*REQUIRED TASK:* Format the lines below as a Markdown table with two columns, Row and Line. Give each line its own numbered row and leave out any blank lines.

── LISTING

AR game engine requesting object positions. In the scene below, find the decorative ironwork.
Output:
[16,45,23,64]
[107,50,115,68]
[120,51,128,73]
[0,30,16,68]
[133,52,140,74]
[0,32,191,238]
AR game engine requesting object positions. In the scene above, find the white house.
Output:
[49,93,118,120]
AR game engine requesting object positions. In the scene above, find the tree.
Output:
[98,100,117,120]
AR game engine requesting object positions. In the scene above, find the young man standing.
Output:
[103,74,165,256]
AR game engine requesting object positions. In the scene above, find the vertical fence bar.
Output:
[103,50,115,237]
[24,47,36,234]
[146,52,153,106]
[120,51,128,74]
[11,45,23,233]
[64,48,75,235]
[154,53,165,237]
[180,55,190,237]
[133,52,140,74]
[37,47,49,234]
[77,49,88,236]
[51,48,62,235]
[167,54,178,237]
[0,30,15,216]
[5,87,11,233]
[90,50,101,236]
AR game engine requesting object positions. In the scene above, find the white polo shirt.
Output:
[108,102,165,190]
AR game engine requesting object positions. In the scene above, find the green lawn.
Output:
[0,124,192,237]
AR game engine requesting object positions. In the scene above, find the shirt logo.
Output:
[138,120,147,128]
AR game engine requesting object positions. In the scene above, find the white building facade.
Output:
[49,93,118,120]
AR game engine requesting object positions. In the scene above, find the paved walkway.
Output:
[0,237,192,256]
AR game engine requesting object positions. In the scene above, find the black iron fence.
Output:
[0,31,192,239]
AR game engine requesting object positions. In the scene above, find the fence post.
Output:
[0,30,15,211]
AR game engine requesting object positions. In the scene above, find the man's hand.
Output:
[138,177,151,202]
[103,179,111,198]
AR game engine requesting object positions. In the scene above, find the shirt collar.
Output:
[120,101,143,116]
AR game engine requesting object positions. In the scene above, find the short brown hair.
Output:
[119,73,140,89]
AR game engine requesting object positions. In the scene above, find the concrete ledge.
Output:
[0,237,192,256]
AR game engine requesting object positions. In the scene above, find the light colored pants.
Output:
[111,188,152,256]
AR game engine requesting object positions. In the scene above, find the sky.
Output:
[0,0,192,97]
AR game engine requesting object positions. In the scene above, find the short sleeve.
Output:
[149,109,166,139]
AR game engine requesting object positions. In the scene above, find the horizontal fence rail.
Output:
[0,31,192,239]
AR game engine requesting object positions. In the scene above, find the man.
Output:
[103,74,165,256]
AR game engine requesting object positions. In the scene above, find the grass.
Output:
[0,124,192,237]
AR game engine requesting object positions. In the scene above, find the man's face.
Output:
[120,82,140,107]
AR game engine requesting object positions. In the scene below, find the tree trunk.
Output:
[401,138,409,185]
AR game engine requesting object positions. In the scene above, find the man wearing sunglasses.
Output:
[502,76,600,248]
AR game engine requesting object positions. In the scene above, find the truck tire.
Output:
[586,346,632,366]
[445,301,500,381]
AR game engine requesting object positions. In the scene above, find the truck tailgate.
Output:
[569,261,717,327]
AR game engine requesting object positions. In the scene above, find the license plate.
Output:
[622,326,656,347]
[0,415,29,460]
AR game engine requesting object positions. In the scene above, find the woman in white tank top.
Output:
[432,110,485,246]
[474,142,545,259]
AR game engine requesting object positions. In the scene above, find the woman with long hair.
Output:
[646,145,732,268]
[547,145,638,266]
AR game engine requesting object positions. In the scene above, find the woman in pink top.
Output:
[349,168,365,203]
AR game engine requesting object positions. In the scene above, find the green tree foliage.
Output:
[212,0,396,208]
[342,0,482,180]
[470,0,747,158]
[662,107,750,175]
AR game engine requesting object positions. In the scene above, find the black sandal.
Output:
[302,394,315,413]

────

*EXERCISE RESPONSE:*
| Row | Line |
|---|---|
| 1 | AR game engine requesting object positions. In the scene below, find the decorative ironwork. |
| 2 | Output: |
| 3 | [16,45,23,64] |
| 4 | [107,50,115,68] |
| 5 | [120,51,128,73] |
| 6 | [0,30,16,68] |
| 7 | [133,52,140,74] |
| 8 | [0,32,191,238] |
| 9 | AR game engine requesting object positions. In the scene above, find the white house. |
| 10 | Output: |
| 11 | [49,93,118,120] |
| 12 | AR game engine requesting object positions. In the scene above, find the tree. |
| 13 | Output: |
| 14 | [98,100,117,120] |
| 15 | AR game engine requesting object positions. In the scene above, find the young man standing. |
| 16 | Output: |
| 17 | [103,74,165,256] |
| 18 | AR game engine requesting object positions. In the scene above, find the vertical fence bar. |
| 19 | Output: |
| 20 | [103,50,115,237] |
| 21 | [24,47,36,234] |
| 22 | [146,52,153,106] |
| 23 | [120,51,128,74] |
| 24 | [11,45,23,233] |
| 25 | [64,48,75,235] |
| 26 | [154,53,165,237] |
| 27 | [180,55,190,237] |
| 28 | [133,52,140,74] |
| 29 | [37,47,49,234] |
| 30 | [77,49,88,236] |
| 31 | [51,48,62,235] |
| 32 | [167,54,178,237] |
| 33 | [0,30,15,216] |
| 34 | [5,87,11,233] |
| 35 | [90,50,101,236] |
| 36 | AR game engine requesting object positions. In the scene above, find the white polo shirt. |
| 37 | Output: |
| 38 | [108,102,165,190] |
| 39 | AR game engine requesting object positions. In the scene above, find the green lawn. |
| 40 | Output: |
| 41 | [0,124,192,237] |
| 42 | AR game engine requesting object positions. In the scene above, find the shirt logo. |
| 43 | Output: |
| 44 | [138,120,147,128] |
| 45 | AR game engine requesting object positions. In the scene above, find the white building facade. |
| 46 | Output: |
| 47 | [49,93,118,120] |
| 48 | AR game engine requesting object positions. In the scene above, find the paved walkway. |
| 49 | Output: |
| 50 | [0,237,192,256] |
| 51 | AR game engine requesting object positions. In the scene above, find the black iron fence. |
| 52 | Output: |
| 53 | [0,31,192,239] |
| 54 | AR game engine requesting object positions. In the scene above, find the fence post. |
| 55 | Output: |
| 56 | [0,30,15,211] |
| 57 | AR game engine requesting object positions. In the scene above, find the man's hand. |
| 58 | Output: |
| 59 | [138,177,151,202] |
| 60 | [103,179,111,198] |
| 61 | AR game engine requesting object positions. In the scene above, find the shirt collar. |
| 62 | Output: |
| 63 | [120,101,143,116] |
| 64 | AR game engine requesting object positions. In the scene above, find the short brown hair. |
| 65 | Output: |
| 66 | [119,73,140,89] |
| 67 | AR game engine requesting object positions. In the scene above, find the concrete ledge. |
| 68 | Output: |
| 69 | [0,237,192,256] |
| 70 | AR game engine requesting object positions. In the scene above, find the light colored pants. |
| 71 | Output: |
| 72 | [111,188,152,256] |
| 73 | AR game engine requesting object positions. In the scene above, find the sky. |
| 74 | Output: |
| 75 | [0,0,192,97] |
| 76 | AR game engine requesting object positions. In the scene above, find the short sleeve. |
| 77 | Output: |
| 78 | [149,109,166,139] |
| 79 | AR game engine requesting object positions. In the scene above, find the horizontal fence rail. |
| 80 | Output: |
| 81 | [0,31,192,239] |
| 82 | AR game engine requesting object positions. In the scene above, find the man. |
| 83 | Output: |
| 84 | [103,74,165,256] |
| 85 | AR game engine requesting object positions. In the scene above, find the grass. |
| 86 | Output: |
| 87 | [0,124,192,237] |
| 88 | AR game engine requesting object positions. In the scene above, find the man's face. |
| 89 | Output: |
| 90 | [120,82,140,107] |
| 91 | AR game engine requesting object positions. In the scene below, find the tree trunk. |
| 92 | Output: |
| 93 | [401,138,409,185] |
| 94 | AR game engine requesting object positions. In the scene above, find the man wearing sunglasses. |
| 95 | Output: |
| 96 | [502,76,600,248] |
| 97 | AR game engine requesting object positions. In the scene above, find the truck tire. |
| 98 | Output: |
| 99 | [586,346,632,366] |
| 100 | [445,301,500,381] |
| 101 | AR game engine requesting object positions. In the scene above, find the truck tailgate. |
| 102 | Output: |
| 103 | [569,261,717,327] |
| 104 | AR game engine requesting object positions. In the scene above, find the license plate. |
| 105 | Output: |
| 106 | [622,326,656,347] |
| 107 | [0,415,29,460] |
| 108 | AR game engine requesting object positions. In the scene above, find the woman in white tank top. |
| 109 | Output: |
| 110 | [432,110,485,246] |
| 111 | [474,142,545,259] |
| 112 | AR game engine requesting object positions. In the scene above, find the woman with long hair. |
| 113 | Output: |
| 114 | [646,145,732,268] |
| 115 | [547,145,638,266] |
| 116 | AR game engine requesting object positions. In the scene above, find the woman in pink top. |
| 117 | Output: |
| 118 | [349,168,365,203] |
| 119 | AR game engine requesting object positions. In the scene above, find the green tree foliage. |
| 120 | Output: |
| 121 | [212,0,396,208] |
| 122 | [342,0,482,180] |
| 123 | [470,0,747,158] |
| 124 | [662,107,750,175] |
| 125 | AR game engine requesting object positions. In the scene above, find the black sandal. |
| 126 | Output: |
| 127 | [302,394,315,413] |